Exercise aim
Instruction for the entries that follow: retype exactly the lines from the line with "# each pair looks like [[37, 39]]" to the line with "# each pair looks like [[72, 44]]", both included, and omit all others.

==========

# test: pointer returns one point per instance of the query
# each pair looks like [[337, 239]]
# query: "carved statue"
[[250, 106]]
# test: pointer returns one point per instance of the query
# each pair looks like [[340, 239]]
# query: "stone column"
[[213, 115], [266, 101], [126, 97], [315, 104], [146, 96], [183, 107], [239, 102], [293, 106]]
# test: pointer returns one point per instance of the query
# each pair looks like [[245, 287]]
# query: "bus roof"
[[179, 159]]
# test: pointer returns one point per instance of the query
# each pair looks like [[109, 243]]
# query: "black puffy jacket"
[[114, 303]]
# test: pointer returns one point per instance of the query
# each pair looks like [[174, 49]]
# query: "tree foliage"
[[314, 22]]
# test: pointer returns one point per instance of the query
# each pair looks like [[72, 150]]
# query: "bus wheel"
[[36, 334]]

==========

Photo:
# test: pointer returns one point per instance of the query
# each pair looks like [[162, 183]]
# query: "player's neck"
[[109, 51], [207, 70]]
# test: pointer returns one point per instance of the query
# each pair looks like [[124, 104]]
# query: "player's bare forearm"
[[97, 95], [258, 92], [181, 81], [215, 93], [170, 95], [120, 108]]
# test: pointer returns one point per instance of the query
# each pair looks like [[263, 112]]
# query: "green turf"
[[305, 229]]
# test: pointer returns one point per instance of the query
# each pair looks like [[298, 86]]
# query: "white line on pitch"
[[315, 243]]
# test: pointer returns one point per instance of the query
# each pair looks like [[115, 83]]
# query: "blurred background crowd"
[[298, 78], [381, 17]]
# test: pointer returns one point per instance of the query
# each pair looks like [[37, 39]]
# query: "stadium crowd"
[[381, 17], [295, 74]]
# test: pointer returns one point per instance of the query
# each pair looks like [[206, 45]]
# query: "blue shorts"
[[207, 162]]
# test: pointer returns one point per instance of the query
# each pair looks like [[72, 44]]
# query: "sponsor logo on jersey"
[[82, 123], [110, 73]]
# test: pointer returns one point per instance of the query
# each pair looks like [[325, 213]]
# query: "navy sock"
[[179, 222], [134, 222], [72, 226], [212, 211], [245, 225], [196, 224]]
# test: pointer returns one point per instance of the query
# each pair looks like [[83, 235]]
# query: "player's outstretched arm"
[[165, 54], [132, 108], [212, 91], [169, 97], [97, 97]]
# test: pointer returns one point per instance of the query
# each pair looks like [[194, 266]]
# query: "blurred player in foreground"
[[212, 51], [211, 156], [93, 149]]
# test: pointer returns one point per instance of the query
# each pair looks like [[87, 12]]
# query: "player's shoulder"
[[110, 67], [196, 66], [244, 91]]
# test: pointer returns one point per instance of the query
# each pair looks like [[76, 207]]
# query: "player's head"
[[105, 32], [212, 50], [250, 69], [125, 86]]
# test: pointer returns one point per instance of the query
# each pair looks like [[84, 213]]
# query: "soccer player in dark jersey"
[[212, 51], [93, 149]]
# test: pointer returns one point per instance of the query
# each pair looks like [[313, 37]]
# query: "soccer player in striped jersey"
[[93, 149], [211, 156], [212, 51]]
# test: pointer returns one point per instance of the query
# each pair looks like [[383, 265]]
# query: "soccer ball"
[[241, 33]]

==========

Solution for this task
# each pair looks like [[37, 39]]
# query: "stadium crowd"
[[381, 17], [295, 74]]
# test: pointer returns one point per instance of the query
# each pair looks like [[206, 45]]
# query: "blue shorts"
[[207, 162]]
# test: pointer returns one point per instance of the query
# each pair looks like [[72, 44]]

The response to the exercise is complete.